Goal: Copy each of the following lines verbatim, keeping every character unchanged.

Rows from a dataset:
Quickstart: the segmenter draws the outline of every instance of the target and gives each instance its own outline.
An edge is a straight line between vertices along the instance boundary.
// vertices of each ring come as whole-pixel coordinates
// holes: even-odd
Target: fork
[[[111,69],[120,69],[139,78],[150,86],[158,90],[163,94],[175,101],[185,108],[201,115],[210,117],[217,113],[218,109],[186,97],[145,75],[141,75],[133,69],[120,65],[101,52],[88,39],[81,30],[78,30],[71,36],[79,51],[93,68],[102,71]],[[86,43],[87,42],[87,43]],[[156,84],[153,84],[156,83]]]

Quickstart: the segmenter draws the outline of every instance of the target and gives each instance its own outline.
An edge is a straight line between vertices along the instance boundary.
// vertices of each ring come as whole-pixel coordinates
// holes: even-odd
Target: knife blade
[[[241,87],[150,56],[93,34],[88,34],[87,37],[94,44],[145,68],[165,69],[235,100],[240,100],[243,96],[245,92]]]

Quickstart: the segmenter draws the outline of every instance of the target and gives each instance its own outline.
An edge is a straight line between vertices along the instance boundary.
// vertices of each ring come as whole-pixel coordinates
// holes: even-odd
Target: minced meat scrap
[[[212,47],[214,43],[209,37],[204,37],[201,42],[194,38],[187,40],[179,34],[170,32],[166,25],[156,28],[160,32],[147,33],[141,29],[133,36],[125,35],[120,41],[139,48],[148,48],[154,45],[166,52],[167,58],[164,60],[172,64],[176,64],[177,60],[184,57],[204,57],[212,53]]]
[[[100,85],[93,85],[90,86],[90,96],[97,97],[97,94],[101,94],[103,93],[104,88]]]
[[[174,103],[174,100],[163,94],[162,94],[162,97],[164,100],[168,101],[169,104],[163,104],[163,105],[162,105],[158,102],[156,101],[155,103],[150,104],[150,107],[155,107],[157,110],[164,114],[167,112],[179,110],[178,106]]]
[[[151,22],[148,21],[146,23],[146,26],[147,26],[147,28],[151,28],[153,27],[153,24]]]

Response to the exercise:
Quickstart: the segmenter draws the outline of every instance of the target and gives each instance its own outline.
An edge is a straight line between vertices along the instance boundary.
// vertices of each ring come as whole-pixel coordinates
// holes: even-odd
Target: fork
[[[111,69],[120,69],[139,78],[150,86],[158,90],[163,94],[175,101],[185,108],[201,115],[210,117],[217,113],[218,109],[186,97],[145,75],[141,75],[133,69],[120,65],[101,52],[88,39],[81,30],[78,30],[71,36],[79,51],[93,68],[102,71]],[[86,43],[87,42],[87,43]],[[156,84],[153,84],[156,83]]]

Quickstart: the segmenter draws the outline of every instance of the target and gives each instance its own outline.
An edge is a straight line between vertices along the instance boundary.
// vertices of each ring come as whole-pixel coordinates
// holes: even-odd
Target: knife blade
[[[241,87],[150,56],[93,34],[88,34],[87,37],[94,44],[145,68],[165,69],[235,100],[240,100],[243,96],[245,92]]]

Quickstart: the segmenter draws the outline of every instance of the target and gives each instance its own outline.
An edge is a straight line between vertices along the instance boundary.
// vertices of each ring come as whole-pixel coordinates
// holes: even-odd
Target: minced meat scrap
[[[212,47],[214,43],[209,37],[204,37],[201,42],[194,38],[187,40],[179,34],[170,32],[166,25],[156,28],[160,32],[147,33],[141,29],[133,36],[125,35],[120,41],[139,48],[148,48],[154,45],[166,52],[167,58],[164,60],[172,64],[176,64],[177,60],[184,57],[204,57],[212,53]]]
[[[100,85],[93,85],[90,86],[90,96],[97,97],[97,94],[101,94],[103,93],[104,88]]]
[[[174,103],[174,100],[163,94],[162,94],[162,97],[164,100],[168,101],[169,104],[163,104],[163,105],[162,105],[158,102],[156,101],[155,103],[150,104],[150,107],[155,107],[157,110],[164,114],[167,112],[179,110],[178,106]]]
[[[151,22],[148,21],[146,23],[146,26],[147,26],[147,28],[151,28],[153,27],[153,24]]]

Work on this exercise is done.